That's actually fantastic - I've got multi-phase initialization to almost work at the moment; I still have to change a bunch of the proc macro stuff so I can actually attach functions, classes, etc. to my module. It otherwise loads just fine (though I get a double-free when the garbage collector picks it up, woops).
Let me know if I can lend a hand or anything! I haven't pushed my stuff yet, but might soon. I'll ping you over at my fork once I do (if that's alright).
I think part of this would be to have an optional state: &State argument in functions and methods that passes in some user defined (part of) the module state, so that users can also put their static data in it. Much like how web frameworks pass in a Context struct so users don't have to use global variables.
Example of Per-Module State
There is a fantastic example that just so happened to be added in the meantime, which demonstrates this; moreover, it shows how to make a sub-interpreter safe module using PyO3's FFI bindings. Leaving this here as it shows mostly what I mean.
Thanks! I mostly wrote it to get some experience with it and to get a feel of what it should look like. I'm happy if it does the same for others :)
Back with an update! I opened up PR https://github.com/PyO3/pyo3/pull/4162, which implements almost fully functional multi-phase module initialization. See the PR for more information.
More work will continue off and on in the meantime. Exams are coming up, but I'll try to make some time every now and then.
Healthcheck: Now that university stuff has cooled down, I can finally dedicate some more time to this again. Just rebased my PR on main and added some notes for future me.
Back with some good news! Multi-phase initialization now works, even for submodules.
I've updated PR #4162 correspondingly; it's now an RFC. See the PR's description for more details.
It's still a little rough around the edges, but we're getting much closer to merging now, I feel. (Unless something unexpected pops up, that is.)
@davidhewitt Kindly pinging you here and asking you to take a look whenever you have time. ;)
━━━━━━
PROMPT
Transcribe, word for word, the stretch of the PyO3 module-initialization thread from "Let me know" through "for others :)".

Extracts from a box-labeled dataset
━━━━━━
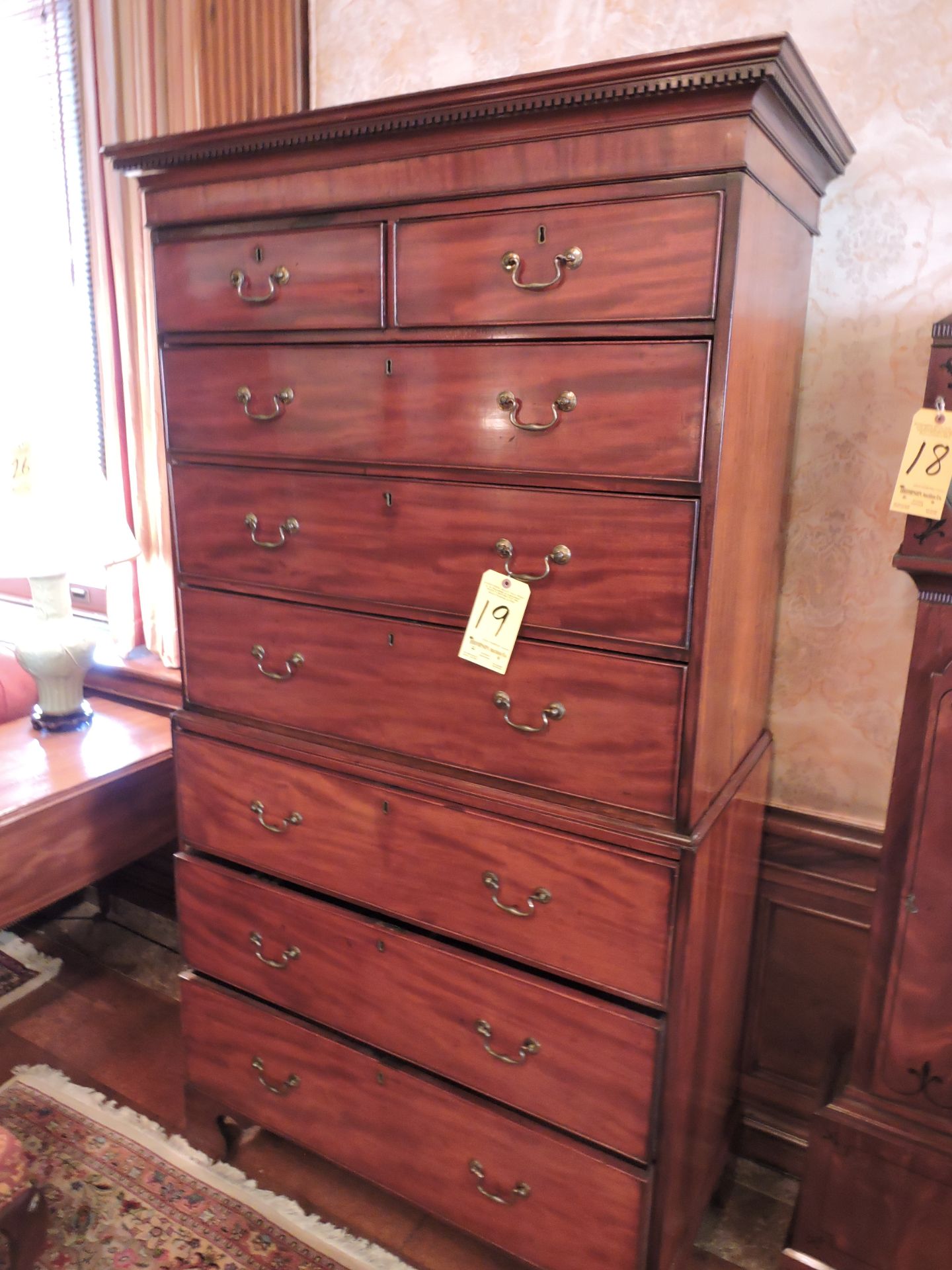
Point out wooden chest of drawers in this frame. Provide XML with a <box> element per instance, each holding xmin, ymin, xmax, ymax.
<box><xmin>114</xmin><ymin>38</ymin><xmax>850</xmax><ymax>1270</ymax></box>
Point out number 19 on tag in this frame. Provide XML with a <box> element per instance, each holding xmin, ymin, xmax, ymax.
<box><xmin>459</xmin><ymin>569</ymin><xmax>532</xmax><ymax>675</ymax></box>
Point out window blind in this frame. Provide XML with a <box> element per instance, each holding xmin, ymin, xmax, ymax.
<box><xmin>0</xmin><ymin>0</ymin><xmax>104</xmax><ymax>477</ymax></box>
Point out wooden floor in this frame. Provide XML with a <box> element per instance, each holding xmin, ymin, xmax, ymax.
<box><xmin>0</xmin><ymin>936</ymin><xmax>733</xmax><ymax>1270</ymax></box>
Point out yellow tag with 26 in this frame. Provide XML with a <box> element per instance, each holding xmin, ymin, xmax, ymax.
<box><xmin>459</xmin><ymin>569</ymin><xmax>532</xmax><ymax>675</ymax></box>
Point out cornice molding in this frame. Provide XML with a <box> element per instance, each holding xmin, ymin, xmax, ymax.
<box><xmin>104</xmin><ymin>36</ymin><xmax>853</xmax><ymax>183</ymax></box>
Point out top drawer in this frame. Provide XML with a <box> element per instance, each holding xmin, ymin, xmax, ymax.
<box><xmin>395</xmin><ymin>193</ymin><xmax>721</xmax><ymax>326</ymax></box>
<box><xmin>155</xmin><ymin>222</ymin><xmax>383</xmax><ymax>330</ymax></box>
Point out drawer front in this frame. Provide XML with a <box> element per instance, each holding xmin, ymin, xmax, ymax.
<box><xmin>163</xmin><ymin>341</ymin><xmax>708</xmax><ymax>480</ymax></box>
<box><xmin>182</xmin><ymin>589</ymin><xmax>684</xmax><ymax>816</ymax></box>
<box><xmin>175</xmin><ymin>733</ymin><xmax>674</xmax><ymax>1007</ymax></box>
<box><xmin>182</xmin><ymin>979</ymin><xmax>647</xmax><ymax>1270</ymax></box>
<box><xmin>155</xmin><ymin>224</ymin><xmax>383</xmax><ymax>333</ymax></box>
<box><xmin>395</xmin><ymin>193</ymin><xmax>721</xmax><ymax>326</ymax></box>
<box><xmin>177</xmin><ymin>856</ymin><xmax>658</xmax><ymax>1160</ymax></box>
<box><xmin>173</xmin><ymin>466</ymin><xmax>697</xmax><ymax>646</ymax></box>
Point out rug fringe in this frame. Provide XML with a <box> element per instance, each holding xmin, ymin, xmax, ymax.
<box><xmin>0</xmin><ymin>931</ymin><xmax>62</xmax><ymax>1009</ymax></box>
<box><xmin>0</xmin><ymin>1064</ymin><xmax>411</xmax><ymax>1270</ymax></box>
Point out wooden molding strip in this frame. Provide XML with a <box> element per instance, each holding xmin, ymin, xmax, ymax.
<box><xmin>764</xmin><ymin>806</ymin><xmax>882</xmax><ymax>860</ymax></box>
<box><xmin>104</xmin><ymin>34</ymin><xmax>853</xmax><ymax>173</ymax></box>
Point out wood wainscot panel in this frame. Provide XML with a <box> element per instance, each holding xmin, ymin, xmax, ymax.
<box><xmin>740</xmin><ymin>808</ymin><xmax>881</xmax><ymax>1175</ymax></box>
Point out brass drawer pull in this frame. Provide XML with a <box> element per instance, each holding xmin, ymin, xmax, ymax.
<box><xmin>247</xmin><ymin>931</ymin><xmax>301</xmax><ymax>970</ymax></box>
<box><xmin>251</xmin><ymin>644</ymin><xmax>303</xmax><ymax>681</ymax></box>
<box><xmin>476</xmin><ymin>1019</ymin><xmax>542</xmax><ymax>1067</ymax></box>
<box><xmin>496</xmin><ymin>389</ymin><xmax>579</xmax><ymax>432</ymax></box>
<box><xmin>495</xmin><ymin>543</ymin><xmax>573</xmax><ymax>581</ymax></box>
<box><xmin>229</xmin><ymin>264</ymin><xmax>290</xmax><ymax>305</ymax></box>
<box><xmin>250</xmin><ymin>799</ymin><xmax>305</xmax><ymax>833</ymax></box>
<box><xmin>499</xmin><ymin>246</ymin><xmax>581</xmax><ymax>291</ymax></box>
<box><xmin>469</xmin><ymin>1160</ymin><xmax>532</xmax><ymax>1204</ymax></box>
<box><xmin>245</xmin><ymin>512</ymin><xmax>299</xmax><ymax>548</ymax></box>
<box><xmin>483</xmin><ymin>870</ymin><xmax>552</xmax><ymax>917</ymax></box>
<box><xmin>495</xmin><ymin>696</ymin><xmax>565</xmax><ymax>732</ymax></box>
<box><xmin>251</xmin><ymin>1058</ymin><xmax>301</xmax><ymax>1099</ymax></box>
<box><xmin>235</xmin><ymin>385</ymin><xmax>294</xmax><ymax>423</ymax></box>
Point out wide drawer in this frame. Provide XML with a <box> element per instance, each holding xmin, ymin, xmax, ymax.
<box><xmin>182</xmin><ymin>588</ymin><xmax>684</xmax><ymax>816</ymax></box>
<box><xmin>155</xmin><ymin>222</ymin><xmax>383</xmax><ymax>331</ymax></box>
<box><xmin>163</xmin><ymin>341</ymin><xmax>708</xmax><ymax>480</ymax></box>
<box><xmin>182</xmin><ymin>976</ymin><xmax>649</xmax><ymax>1270</ymax></box>
<box><xmin>393</xmin><ymin>192</ymin><xmax>721</xmax><ymax>326</ymax></box>
<box><xmin>175</xmin><ymin>856</ymin><xmax>660</xmax><ymax>1160</ymax></box>
<box><xmin>173</xmin><ymin>465</ymin><xmax>697</xmax><ymax>648</ymax></box>
<box><xmin>175</xmin><ymin>732</ymin><xmax>675</xmax><ymax>1006</ymax></box>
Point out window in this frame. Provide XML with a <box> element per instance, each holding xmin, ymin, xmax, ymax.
<box><xmin>0</xmin><ymin>0</ymin><xmax>105</xmax><ymax>612</ymax></box>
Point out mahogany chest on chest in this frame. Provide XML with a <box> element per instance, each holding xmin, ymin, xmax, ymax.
<box><xmin>113</xmin><ymin>37</ymin><xmax>850</xmax><ymax>1270</ymax></box>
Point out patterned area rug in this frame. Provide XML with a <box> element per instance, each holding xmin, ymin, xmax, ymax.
<box><xmin>0</xmin><ymin>931</ymin><xmax>62</xmax><ymax>1009</ymax></box>
<box><xmin>0</xmin><ymin>1067</ymin><xmax>409</xmax><ymax>1270</ymax></box>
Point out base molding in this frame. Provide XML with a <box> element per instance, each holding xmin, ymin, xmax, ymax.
<box><xmin>779</xmin><ymin>1087</ymin><xmax>952</xmax><ymax>1270</ymax></box>
<box><xmin>736</xmin><ymin>808</ymin><xmax>881</xmax><ymax>1176</ymax></box>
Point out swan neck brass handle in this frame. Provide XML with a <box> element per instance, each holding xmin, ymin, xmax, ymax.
<box><xmin>499</xmin><ymin>246</ymin><xmax>582</xmax><ymax>291</ymax></box>
<box><xmin>249</xmin><ymin>799</ymin><xmax>305</xmax><ymax>833</ymax></box>
<box><xmin>495</xmin><ymin>538</ymin><xmax>573</xmax><ymax>581</ymax></box>
<box><xmin>245</xmin><ymin>512</ymin><xmax>299</xmax><ymax>548</ymax></box>
<box><xmin>483</xmin><ymin>868</ymin><xmax>552</xmax><ymax>917</ymax></box>
<box><xmin>247</xmin><ymin>931</ymin><xmax>301</xmax><ymax>970</ymax></box>
<box><xmin>229</xmin><ymin>264</ymin><xmax>290</xmax><ymax>305</ymax></box>
<box><xmin>493</xmin><ymin>691</ymin><xmax>565</xmax><ymax>732</ymax></box>
<box><xmin>251</xmin><ymin>1058</ymin><xmax>301</xmax><ymax>1099</ymax></box>
<box><xmin>496</xmin><ymin>389</ymin><xmax>579</xmax><ymax>432</ymax></box>
<box><xmin>475</xmin><ymin>1019</ymin><xmax>542</xmax><ymax>1067</ymax></box>
<box><xmin>235</xmin><ymin>384</ymin><xmax>294</xmax><ymax>423</ymax></box>
<box><xmin>469</xmin><ymin>1160</ymin><xmax>532</xmax><ymax>1204</ymax></box>
<box><xmin>251</xmin><ymin>644</ymin><xmax>305</xmax><ymax>679</ymax></box>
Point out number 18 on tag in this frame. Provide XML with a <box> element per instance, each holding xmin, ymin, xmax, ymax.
<box><xmin>890</xmin><ymin>398</ymin><xmax>952</xmax><ymax>521</ymax></box>
<box><xmin>459</xmin><ymin>569</ymin><xmax>532</xmax><ymax>675</ymax></box>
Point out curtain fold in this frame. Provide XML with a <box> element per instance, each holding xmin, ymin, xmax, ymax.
<box><xmin>73</xmin><ymin>0</ymin><xmax>307</xmax><ymax>667</ymax></box>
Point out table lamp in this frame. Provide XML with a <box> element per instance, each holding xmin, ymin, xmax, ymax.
<box><xmin>0</xmin><ymin>439</ymin><xmax>139</xmax><ymax>732</ymax></box>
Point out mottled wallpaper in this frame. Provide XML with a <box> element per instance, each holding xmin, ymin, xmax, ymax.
<box><xmin>311</xmin><ymin>0</ymin><xmax>952</xmax><ymax>826</ymax></box>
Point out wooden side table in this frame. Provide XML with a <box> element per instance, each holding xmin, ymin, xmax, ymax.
<box><xmin>0</xmin><ymin>696</ymin><xmax>175</xmax><ymax>926</ymax></box>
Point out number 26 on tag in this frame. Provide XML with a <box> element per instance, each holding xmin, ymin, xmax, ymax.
<box><xmin>459</xmin><ymin>569</ymin><xmax>532</xmax><ymax>675</ymax></box>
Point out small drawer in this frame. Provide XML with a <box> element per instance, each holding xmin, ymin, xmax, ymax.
━━━━━━
ANSWER FOR THE TASK
Let me know if I can lend a hand or anything! I haven't pushed my stuff yet, but might soon. I'll ping you over at my fork once I do (if that's alright).
I think part of this would be to have an optional state: &State argument in functions and methods that passes in some user defined (part of) the module state, so that users can also put their static data in it. Much like how web frameworks pass in a Context struct so users don't have to use global variables.
Example of Per-Module State
There is a fantastic example that just so happened to be added in the meantime, which demonstrates this; moreover, it shows how to make a sub-interpreter safe module using PyO3's FFI bindings. Leaving this here as it shows mostly what I mean.
Thanks! I mostly wrote it to get some experience with it and to get a feel of what it should look like. I'm happy if it does the same for others :)